Assigned task: Each line of the listing where "this" appears should be reported.

Data:
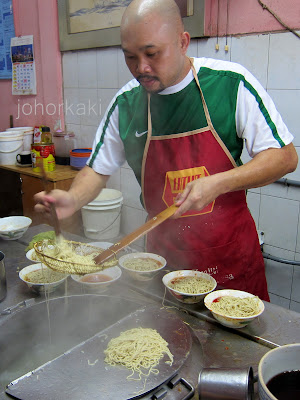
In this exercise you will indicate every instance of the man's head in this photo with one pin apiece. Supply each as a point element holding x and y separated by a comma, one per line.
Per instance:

...

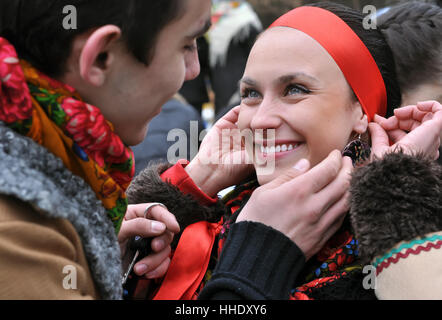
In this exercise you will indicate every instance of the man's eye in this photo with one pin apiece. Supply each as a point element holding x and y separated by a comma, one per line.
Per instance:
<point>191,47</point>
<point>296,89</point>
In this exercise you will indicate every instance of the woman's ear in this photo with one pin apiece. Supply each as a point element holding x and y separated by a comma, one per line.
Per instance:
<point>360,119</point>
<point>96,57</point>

Task answer:
In this exercise you will indicate every instance of the man's head in this photo with one pin apiece. Supply each as a point element holding x and y separated by a comma, one per line.
In this exercise you will indicate every instance of the man's eye in this photo with one pin apiece. Supply each as a point element holding x and y separated by a comma, one per line.
In this exercise you will indicate every instance of the woman's ear in this photo with one pin apiece. Supply each as a point element holding x and y separated by a comma, one per line.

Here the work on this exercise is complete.